## [EXERCISE DETAILS]
The listing below is to be given again in full and word for word, without its images.

## [EXERCISE DATA]
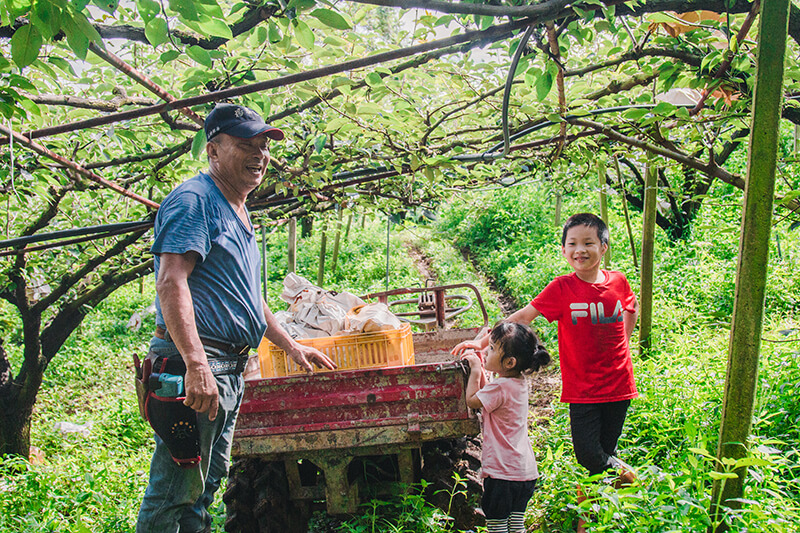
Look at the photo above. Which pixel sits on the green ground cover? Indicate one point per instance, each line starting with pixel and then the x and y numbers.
pixel 95 482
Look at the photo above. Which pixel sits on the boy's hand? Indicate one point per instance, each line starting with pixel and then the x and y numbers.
pixel 305 355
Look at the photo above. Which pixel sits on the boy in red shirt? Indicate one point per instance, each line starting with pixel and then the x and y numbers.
pixel 596 312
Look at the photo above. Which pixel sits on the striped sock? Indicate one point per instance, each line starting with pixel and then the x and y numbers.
pixel 496 525
pixel 516 523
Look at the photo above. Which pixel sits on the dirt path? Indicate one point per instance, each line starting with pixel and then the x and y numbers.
pixel 545 385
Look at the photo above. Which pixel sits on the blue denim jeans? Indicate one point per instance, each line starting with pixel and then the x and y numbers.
pixel 177 499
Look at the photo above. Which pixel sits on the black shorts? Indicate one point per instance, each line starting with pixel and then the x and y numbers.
pixel 502 497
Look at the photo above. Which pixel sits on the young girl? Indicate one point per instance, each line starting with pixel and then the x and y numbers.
pixel 508 464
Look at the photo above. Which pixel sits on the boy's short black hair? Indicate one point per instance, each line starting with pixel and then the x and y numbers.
pixel 586 219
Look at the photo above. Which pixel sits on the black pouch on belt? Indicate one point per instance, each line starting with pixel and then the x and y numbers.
pixel 173 421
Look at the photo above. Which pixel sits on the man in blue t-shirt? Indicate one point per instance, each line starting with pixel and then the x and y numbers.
pixel 209 312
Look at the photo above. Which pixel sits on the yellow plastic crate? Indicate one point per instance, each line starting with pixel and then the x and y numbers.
pixel 393 347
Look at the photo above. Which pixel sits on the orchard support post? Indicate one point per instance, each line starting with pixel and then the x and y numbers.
pixel 557 215
pixel 648 259
pixel 751 273
pixel 601 175
pixel 322 250
pixel 292 246
pixel 264 263
pixel 627 215
pixel 336 240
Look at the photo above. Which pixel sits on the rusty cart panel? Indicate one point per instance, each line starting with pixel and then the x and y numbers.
pixel 350 409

## [RESPONSE BOX]
Look at the photo above. Which pixel sits on the green ground cover? Indicate one point per instance, each line starting with pixel and then the x and y numbers.
pixel 95 482
Look at the photo above. Which pixel sits on the boy's hand? Indicate one point per instance, each line starting with pixel and then the x and y numbers.
pixel 305 355
Look at the photo above. Which pixel sits on the boy in red shirt? Indicate one point per instance, each line starting with pixel and then the x and y numbers.
pixel 596 312
Look at the photo above. Which pixel sits on the striped sock? Indicate one point per instance, each line starting with pixel and then the x and y numbers.
pixel 496 525
pixel 516 523
Look at the photo above. Which pixel sits on the dirt path? Indicate one point per instance, each line starting with pixel and then the x and y numbers.
pixel 545 385
Look at the photo above. Which pixel sits on the blue denim jeans? Indicate one point per instance, each line starting with pixel and then the x and y numbers.
pixel 177 499
Look at the photo above. Which pixel sits on the black shorts? Indicate one point per instance, each line starting with pixel and then the x and y numbers.
pixel 502 497
Look at the photo above. Which pixel sits on the young girl? Indicate one point per instance, each line starting with pixel and then the x and y numbers.
pixel 508 464
Look at the photo above. Which pixel sits on the boy's short black hair? Indicate one point per instance, each line starting with pixel and then the x and y numbers.
pixel 586 219
Look at the photo above. Which pixel sits on the black pouch on belt? Indicate one point per instance, each line starting with pixel and then the x and y numbers.
pixel 173 421
Look at the photo above. Which pixel sits on the man in blue t-shirt? Indicate one point per instance, each line starting with pixel and then the x and y numbers.
pixel 209 312
Look at the photo above. Which pixel sits on the yellow plastic crate? Indicate one point per instance, each line starting with pixel and then the x and y numbers.
pixel 393 347
Look at the photo above. Which pixel sits on the orchard support post? Indicate one point per instance, each line starting with pixel and then the x and y numbers.
pixel 557 215
pixel 648 259
pixel 751 273
pixel 601 175
pixel 322 250
pixel 292 246
pixel 264 263
pixel 627 215
pixel 336 240
Look at the photo above. Which pixel sits on the rusty cart panel? Indicate one point per instance, each line starting with pixel and then the x and y numbers.
pixel 350 409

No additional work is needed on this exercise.